------ DATA SECTION

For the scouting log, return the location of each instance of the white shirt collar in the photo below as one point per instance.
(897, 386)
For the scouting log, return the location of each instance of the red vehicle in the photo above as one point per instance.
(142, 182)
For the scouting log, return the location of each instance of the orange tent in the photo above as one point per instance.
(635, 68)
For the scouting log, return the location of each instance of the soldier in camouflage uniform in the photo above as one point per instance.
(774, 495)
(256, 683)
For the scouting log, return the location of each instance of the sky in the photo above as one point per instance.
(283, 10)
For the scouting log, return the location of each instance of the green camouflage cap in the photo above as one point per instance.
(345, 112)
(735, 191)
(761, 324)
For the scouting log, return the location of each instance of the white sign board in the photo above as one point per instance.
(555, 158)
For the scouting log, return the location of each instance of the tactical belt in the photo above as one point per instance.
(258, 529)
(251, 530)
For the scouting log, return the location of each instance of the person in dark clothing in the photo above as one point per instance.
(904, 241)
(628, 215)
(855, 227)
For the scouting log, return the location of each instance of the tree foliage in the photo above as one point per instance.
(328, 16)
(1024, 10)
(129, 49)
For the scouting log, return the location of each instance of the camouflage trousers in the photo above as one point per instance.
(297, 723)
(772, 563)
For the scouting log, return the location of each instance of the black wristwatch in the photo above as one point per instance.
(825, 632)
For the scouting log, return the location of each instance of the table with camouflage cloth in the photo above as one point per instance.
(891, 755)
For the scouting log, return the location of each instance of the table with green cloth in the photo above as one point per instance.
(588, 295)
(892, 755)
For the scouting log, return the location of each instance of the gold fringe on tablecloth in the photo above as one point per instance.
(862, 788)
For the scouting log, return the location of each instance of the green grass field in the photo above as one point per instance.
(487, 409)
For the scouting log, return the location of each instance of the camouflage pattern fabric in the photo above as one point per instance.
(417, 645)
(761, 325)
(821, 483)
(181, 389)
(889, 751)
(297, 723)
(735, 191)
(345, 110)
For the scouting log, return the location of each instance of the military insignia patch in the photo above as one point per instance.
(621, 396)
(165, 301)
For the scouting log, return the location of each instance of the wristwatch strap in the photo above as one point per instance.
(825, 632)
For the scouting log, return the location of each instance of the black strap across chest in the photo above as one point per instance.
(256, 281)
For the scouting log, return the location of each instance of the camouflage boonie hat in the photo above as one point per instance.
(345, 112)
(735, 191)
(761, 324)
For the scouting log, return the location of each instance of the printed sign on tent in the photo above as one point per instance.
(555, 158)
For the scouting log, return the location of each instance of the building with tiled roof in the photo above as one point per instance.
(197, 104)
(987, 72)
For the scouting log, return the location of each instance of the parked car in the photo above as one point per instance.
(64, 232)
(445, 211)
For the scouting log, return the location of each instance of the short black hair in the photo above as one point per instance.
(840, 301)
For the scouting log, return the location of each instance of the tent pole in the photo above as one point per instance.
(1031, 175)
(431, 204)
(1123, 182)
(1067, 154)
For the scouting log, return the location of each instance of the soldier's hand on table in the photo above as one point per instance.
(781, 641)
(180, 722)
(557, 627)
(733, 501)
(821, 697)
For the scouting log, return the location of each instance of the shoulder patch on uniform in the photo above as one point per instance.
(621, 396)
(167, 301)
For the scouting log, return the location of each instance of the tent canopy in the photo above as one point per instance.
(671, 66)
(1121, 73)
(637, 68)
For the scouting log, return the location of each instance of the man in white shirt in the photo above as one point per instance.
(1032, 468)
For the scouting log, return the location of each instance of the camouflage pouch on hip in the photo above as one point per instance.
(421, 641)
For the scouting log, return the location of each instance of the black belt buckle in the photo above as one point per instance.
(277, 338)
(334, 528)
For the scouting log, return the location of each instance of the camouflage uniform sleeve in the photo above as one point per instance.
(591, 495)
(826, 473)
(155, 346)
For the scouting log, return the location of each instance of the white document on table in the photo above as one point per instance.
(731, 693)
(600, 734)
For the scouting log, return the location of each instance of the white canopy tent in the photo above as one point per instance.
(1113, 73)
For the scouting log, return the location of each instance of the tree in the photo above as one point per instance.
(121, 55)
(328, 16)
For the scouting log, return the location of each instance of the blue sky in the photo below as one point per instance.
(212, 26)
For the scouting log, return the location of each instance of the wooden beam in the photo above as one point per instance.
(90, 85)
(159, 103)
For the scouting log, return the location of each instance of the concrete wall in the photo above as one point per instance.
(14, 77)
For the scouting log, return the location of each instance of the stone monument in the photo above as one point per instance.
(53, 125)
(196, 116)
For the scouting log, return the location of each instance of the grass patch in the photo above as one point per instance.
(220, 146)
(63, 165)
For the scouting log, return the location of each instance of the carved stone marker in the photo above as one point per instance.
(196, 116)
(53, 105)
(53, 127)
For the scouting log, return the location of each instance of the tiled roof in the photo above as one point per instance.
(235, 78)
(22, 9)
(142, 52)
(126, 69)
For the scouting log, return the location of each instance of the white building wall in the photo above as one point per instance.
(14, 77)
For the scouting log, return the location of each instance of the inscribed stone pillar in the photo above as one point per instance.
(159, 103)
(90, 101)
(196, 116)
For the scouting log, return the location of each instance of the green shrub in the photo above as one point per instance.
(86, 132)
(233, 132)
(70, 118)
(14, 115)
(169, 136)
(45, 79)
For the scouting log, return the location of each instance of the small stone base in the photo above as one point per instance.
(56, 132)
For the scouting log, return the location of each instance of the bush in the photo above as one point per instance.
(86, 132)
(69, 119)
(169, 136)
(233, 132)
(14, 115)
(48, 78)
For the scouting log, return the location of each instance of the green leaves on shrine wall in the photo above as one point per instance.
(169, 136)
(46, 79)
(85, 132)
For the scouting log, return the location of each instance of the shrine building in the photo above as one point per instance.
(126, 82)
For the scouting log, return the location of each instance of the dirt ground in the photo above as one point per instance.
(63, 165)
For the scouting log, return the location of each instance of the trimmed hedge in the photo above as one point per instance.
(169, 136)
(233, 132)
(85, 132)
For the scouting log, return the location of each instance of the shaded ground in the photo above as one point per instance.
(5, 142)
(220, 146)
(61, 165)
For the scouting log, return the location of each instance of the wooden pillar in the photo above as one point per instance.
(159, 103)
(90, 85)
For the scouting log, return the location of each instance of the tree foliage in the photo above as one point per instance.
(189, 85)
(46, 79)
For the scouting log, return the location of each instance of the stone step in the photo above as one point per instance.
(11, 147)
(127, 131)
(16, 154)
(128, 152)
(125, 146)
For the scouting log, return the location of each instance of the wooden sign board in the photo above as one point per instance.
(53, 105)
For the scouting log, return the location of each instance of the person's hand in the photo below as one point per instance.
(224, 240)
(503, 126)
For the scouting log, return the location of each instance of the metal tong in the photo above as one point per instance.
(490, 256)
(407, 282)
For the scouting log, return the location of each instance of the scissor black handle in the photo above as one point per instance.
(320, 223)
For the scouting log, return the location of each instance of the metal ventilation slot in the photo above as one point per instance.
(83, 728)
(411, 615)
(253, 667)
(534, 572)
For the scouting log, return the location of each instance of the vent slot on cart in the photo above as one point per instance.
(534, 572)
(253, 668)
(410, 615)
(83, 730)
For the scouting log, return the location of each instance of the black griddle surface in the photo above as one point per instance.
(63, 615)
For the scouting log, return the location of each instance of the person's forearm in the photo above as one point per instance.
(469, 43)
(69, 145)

------------
------ DATA SECTION

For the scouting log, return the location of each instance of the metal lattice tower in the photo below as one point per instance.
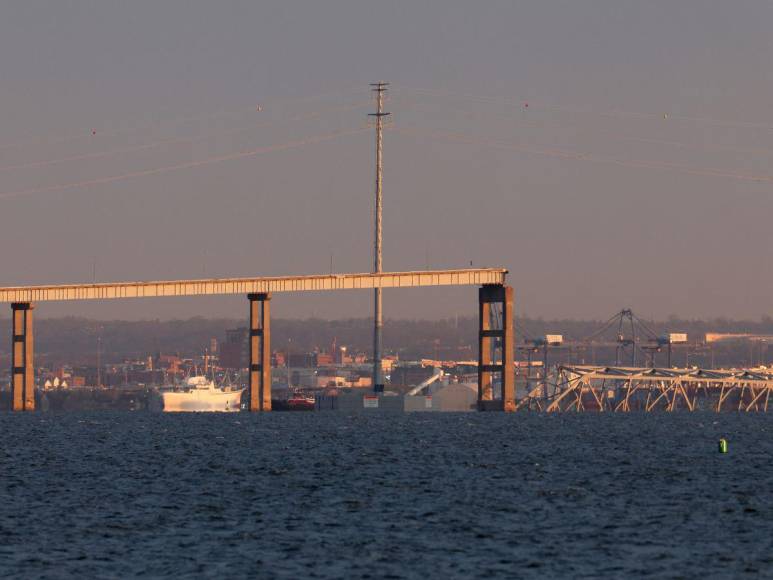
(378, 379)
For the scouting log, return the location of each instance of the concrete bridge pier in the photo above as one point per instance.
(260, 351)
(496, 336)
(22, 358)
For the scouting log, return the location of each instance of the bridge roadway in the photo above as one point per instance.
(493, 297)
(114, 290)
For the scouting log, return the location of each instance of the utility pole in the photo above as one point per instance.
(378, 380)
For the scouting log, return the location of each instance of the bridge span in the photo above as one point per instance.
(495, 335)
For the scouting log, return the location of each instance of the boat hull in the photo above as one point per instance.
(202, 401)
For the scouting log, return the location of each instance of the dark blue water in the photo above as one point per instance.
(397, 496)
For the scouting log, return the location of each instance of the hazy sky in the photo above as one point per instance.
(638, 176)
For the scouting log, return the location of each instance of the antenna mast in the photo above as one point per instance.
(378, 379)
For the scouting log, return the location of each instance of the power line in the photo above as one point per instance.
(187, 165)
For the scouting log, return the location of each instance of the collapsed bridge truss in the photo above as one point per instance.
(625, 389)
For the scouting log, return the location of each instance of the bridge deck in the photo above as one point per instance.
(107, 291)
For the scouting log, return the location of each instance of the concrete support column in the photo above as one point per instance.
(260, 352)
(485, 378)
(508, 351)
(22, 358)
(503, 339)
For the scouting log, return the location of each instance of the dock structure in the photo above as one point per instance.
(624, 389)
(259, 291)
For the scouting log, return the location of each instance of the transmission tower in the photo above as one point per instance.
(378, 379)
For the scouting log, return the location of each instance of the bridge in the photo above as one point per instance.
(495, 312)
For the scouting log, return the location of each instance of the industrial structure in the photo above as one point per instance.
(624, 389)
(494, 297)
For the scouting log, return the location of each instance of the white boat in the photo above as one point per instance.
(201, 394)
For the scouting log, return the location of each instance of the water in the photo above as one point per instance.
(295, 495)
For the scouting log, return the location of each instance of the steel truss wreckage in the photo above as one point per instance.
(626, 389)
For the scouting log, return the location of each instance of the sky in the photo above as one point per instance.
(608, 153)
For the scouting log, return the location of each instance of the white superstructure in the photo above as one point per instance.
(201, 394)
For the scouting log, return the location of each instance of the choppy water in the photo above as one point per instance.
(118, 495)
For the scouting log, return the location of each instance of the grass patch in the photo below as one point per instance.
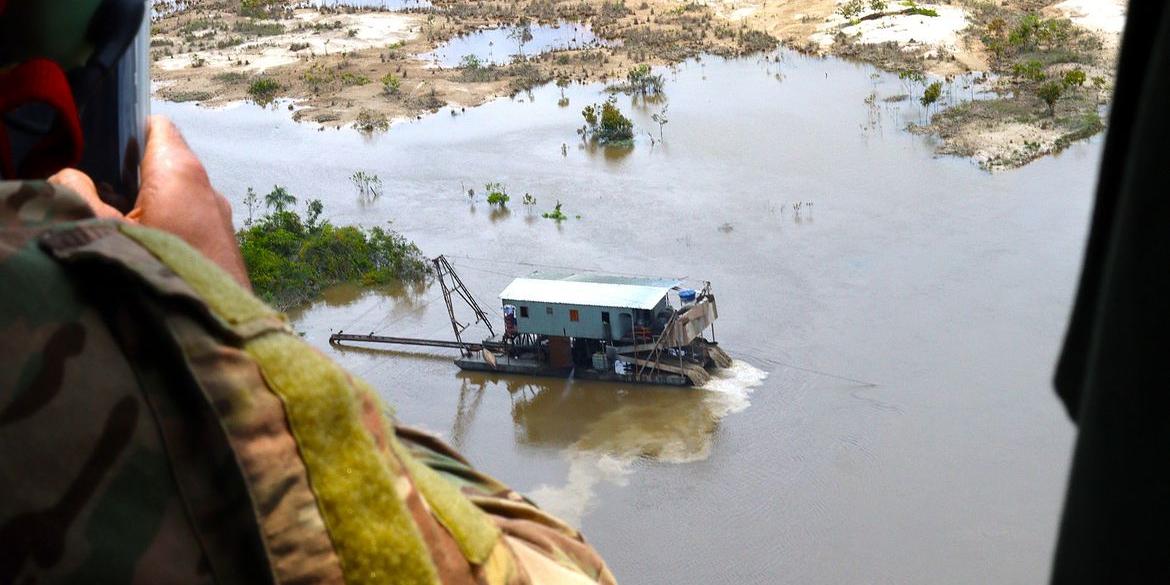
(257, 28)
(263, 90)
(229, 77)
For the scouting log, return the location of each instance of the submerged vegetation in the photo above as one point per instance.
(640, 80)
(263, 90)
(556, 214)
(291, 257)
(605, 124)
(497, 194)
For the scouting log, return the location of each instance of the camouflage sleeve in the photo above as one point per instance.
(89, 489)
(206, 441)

------------

EXERCISE PROMPT: Pick out each line in the items that contains the word "tent", and copy those lines.

RESPONSE TO THE TASK:
For the scouting log, return the location of each instance of the orange tent in the photo above as one point per instance.
For the scouting log, return the location of each instance of the printed sign on tent in the photo above as one point per instance.
For the scouting log, return the location of each instance of the tent pole in the photo above as one point per instance.
For the scouting log, return the location of each instance of the tent canopy in the photo above as one point per instance.
For the scouting log, return the location of each instance of the white canopy tent in the photo above as one point per instance.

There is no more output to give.